DIRECTIONS :: Reproduce word for word the lines between the one holding "Can you see the white" and the one holding "Can you see the glass vase?", inclusive.

RECORDS TO USE ::

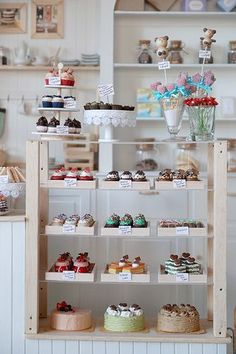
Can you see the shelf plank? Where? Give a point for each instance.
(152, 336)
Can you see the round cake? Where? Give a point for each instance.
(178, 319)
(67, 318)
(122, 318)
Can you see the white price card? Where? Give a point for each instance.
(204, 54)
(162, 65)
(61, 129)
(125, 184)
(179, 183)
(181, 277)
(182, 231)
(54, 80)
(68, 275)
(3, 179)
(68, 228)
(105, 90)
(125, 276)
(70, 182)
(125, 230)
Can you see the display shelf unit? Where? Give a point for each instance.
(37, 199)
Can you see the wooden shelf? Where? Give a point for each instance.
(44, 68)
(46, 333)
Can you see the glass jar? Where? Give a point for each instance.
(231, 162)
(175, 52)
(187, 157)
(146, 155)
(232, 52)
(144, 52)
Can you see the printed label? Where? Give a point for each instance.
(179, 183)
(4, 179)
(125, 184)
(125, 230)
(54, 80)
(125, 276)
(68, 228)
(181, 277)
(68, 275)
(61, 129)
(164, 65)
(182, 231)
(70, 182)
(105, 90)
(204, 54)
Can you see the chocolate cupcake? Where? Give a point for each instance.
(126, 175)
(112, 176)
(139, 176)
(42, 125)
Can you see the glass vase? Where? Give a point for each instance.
* * *
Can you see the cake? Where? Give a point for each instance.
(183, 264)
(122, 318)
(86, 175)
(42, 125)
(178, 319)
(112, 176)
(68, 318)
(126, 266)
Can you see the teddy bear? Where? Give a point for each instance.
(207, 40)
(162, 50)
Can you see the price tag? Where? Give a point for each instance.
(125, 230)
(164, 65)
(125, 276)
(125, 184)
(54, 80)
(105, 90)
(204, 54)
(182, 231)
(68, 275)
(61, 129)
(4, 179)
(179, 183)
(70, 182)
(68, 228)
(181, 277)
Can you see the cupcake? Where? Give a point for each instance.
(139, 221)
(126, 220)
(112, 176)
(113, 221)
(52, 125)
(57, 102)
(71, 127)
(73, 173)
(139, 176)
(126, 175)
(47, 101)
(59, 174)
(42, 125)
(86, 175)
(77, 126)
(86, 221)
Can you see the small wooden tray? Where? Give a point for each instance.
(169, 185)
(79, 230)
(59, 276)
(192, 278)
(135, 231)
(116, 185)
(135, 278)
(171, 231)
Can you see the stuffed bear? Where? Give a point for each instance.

WRITTEN SOLUTION ::
Can you see the white price card? Where? Give a point for each instance.
(204, 54)
(162, 65)
(61, 129)
(125, 184)
(179, 183)
(181, 277)
(182, 231)
(54, 80)
(68, 275)
(3, 179)
(68, 228)
(105, 90)
(125, 276)
(70, 182)
(125, 230)
Can you see the display shelf unit? Where? Give a point for each instance.
(37, 199)
Can you see the wooden shelf? Where? Give a point for each instance.
(44, 68)
(46, 333)
Can you see the glass jar? Where? Give a point for each instance.
(231, 162)
(175, 52)
(187, 157)
(146, 155)
(232, 52)
(144, 52)
Can you see the printed label? Where? Give a point for each instance.
(179, 183)
(4, 179)
(125, 184)
(125, 230)
(54, 80)
(125, 276)
(68, 228)
(181, 277)
(68, 275)
(61, 129)
(164, 65)
(182, 231)
(70, 182)
(105, 90)
(204, 54)
Can you see the chocolate cupcake? Where? Give a point for each instance.
(126, 175)
(112, 176)
(139, 176)
(42, 125)
Can you see the glass vase? Where? Give a point for each instance.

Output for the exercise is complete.